Count how many lines in the listing below contain the word "street". Reply with that number alone.

* _Raw data_:
▼▼▼

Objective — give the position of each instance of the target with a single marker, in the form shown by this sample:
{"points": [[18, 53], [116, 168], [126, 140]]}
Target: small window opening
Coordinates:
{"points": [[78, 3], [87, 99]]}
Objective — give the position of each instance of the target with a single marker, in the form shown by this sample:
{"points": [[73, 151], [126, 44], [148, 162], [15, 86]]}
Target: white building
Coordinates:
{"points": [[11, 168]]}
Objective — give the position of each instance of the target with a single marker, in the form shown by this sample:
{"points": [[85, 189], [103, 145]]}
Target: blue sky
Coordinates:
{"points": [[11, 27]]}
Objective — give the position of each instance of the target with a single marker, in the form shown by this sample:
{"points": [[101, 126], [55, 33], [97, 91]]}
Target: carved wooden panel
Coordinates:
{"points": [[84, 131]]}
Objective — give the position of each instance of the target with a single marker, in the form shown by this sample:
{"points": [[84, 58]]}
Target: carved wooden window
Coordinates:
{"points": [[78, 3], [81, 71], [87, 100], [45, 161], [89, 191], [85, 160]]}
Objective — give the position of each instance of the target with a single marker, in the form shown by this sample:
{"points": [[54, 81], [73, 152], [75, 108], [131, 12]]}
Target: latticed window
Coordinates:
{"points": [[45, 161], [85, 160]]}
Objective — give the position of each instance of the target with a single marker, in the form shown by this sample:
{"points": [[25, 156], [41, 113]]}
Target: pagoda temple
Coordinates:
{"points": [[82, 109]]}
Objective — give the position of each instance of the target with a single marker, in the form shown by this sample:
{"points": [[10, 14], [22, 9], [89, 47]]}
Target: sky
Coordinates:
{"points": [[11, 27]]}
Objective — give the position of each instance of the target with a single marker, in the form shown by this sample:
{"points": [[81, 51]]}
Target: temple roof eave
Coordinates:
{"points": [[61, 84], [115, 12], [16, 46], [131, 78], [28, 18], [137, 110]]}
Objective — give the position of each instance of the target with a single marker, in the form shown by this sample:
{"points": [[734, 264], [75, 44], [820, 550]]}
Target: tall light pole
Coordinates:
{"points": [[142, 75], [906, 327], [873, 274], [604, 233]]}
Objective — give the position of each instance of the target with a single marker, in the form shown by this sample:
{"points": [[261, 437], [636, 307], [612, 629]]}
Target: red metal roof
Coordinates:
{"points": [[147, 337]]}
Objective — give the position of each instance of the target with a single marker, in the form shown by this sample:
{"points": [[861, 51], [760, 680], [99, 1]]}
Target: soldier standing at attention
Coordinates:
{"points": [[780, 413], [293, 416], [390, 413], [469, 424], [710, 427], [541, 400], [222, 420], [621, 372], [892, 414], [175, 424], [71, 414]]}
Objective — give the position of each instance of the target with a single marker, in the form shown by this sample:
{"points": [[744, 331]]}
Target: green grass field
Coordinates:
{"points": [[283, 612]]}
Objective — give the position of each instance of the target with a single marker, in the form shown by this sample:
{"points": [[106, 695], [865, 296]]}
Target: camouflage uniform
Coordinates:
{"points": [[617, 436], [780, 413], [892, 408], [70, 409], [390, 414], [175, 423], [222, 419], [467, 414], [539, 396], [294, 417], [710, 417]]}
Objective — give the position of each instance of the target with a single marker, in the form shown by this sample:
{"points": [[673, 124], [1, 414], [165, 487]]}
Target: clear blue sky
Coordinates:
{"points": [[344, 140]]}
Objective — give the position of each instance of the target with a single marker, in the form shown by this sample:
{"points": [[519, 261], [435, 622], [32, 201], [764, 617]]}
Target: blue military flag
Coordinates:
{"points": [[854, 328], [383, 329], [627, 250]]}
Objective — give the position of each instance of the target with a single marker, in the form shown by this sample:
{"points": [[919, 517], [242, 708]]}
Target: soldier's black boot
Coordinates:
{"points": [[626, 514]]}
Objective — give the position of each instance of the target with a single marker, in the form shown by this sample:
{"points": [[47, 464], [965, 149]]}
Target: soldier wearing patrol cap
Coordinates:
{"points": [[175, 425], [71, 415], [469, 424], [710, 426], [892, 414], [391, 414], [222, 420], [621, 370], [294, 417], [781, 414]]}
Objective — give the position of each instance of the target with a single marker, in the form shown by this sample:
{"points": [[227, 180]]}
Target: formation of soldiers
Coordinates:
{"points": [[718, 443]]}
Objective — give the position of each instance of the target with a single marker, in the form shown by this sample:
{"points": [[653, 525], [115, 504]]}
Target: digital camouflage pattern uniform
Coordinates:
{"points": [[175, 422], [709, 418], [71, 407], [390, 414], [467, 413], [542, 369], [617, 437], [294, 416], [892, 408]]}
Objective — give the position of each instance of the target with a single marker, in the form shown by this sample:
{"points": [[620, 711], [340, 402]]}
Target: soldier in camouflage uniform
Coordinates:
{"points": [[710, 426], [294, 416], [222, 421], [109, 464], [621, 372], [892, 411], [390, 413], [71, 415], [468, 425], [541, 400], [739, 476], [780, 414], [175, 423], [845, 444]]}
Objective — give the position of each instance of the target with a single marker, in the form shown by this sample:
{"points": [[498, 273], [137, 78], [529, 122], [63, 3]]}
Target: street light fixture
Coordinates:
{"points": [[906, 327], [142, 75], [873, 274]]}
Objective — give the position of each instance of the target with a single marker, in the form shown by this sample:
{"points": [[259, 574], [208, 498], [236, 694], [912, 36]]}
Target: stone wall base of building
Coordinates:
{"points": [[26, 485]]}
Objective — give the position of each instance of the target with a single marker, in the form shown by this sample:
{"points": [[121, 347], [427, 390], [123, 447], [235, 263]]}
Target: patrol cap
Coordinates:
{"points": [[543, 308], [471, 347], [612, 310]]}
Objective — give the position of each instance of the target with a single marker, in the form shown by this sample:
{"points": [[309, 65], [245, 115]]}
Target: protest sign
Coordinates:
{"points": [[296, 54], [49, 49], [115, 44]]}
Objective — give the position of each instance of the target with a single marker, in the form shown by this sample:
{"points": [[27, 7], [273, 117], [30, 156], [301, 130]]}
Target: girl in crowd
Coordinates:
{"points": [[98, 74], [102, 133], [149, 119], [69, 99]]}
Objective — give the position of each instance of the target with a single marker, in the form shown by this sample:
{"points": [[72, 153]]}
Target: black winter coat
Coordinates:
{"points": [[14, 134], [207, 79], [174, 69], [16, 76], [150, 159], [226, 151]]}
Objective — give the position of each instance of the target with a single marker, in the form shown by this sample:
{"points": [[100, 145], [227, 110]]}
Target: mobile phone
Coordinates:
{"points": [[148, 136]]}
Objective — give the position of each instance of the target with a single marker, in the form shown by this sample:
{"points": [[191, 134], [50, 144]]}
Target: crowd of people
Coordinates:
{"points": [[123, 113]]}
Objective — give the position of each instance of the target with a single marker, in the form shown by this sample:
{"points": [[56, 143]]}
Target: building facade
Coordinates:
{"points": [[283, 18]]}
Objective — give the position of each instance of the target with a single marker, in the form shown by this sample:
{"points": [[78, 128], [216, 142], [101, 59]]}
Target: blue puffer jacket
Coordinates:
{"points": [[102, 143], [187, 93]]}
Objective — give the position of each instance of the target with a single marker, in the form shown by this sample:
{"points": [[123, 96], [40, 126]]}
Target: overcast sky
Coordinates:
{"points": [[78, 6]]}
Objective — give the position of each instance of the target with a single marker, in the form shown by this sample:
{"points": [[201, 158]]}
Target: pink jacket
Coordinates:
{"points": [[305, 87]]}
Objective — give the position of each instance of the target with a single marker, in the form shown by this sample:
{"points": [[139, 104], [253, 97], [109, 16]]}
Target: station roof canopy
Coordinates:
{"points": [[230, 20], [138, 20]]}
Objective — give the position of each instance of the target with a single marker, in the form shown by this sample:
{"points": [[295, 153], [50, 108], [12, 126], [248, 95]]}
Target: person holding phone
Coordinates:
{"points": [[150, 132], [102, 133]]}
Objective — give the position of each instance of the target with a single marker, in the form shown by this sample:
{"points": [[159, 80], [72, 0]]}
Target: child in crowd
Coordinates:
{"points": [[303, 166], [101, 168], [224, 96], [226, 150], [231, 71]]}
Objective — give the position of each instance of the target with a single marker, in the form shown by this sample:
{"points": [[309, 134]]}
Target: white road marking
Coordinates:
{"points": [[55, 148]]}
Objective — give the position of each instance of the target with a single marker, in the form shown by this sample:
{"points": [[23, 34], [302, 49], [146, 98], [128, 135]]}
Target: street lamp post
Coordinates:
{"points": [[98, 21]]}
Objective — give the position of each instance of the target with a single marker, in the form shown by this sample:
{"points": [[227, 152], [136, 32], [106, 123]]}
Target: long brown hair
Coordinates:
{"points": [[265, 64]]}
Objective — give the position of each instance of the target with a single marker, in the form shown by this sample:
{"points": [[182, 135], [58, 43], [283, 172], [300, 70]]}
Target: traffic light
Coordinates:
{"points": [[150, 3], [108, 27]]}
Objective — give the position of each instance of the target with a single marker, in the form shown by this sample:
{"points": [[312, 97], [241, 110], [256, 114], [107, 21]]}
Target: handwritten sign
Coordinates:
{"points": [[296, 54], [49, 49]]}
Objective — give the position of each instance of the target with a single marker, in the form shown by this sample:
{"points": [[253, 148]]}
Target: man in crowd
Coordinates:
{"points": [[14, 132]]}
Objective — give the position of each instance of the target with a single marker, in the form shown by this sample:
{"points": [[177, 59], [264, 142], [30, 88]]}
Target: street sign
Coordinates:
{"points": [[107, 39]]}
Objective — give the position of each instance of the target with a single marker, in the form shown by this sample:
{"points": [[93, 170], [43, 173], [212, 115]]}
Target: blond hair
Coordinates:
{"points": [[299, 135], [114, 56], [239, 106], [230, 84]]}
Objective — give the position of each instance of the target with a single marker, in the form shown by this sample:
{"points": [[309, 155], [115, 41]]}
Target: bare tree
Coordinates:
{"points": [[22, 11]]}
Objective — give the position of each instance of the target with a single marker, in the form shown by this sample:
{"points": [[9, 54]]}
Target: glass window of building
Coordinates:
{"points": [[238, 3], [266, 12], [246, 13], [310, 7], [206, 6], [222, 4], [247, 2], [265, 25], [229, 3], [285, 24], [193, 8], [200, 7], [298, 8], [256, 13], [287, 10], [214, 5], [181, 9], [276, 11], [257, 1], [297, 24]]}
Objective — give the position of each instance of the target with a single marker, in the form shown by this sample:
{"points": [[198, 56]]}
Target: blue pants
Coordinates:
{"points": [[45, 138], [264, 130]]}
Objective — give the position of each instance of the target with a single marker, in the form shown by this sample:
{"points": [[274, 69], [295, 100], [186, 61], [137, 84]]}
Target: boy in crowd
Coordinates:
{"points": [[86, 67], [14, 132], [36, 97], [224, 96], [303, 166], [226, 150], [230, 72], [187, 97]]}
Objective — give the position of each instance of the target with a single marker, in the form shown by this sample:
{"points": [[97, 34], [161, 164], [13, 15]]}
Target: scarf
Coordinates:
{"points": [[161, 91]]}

▲▲▲

* _Solution to the problem_: 3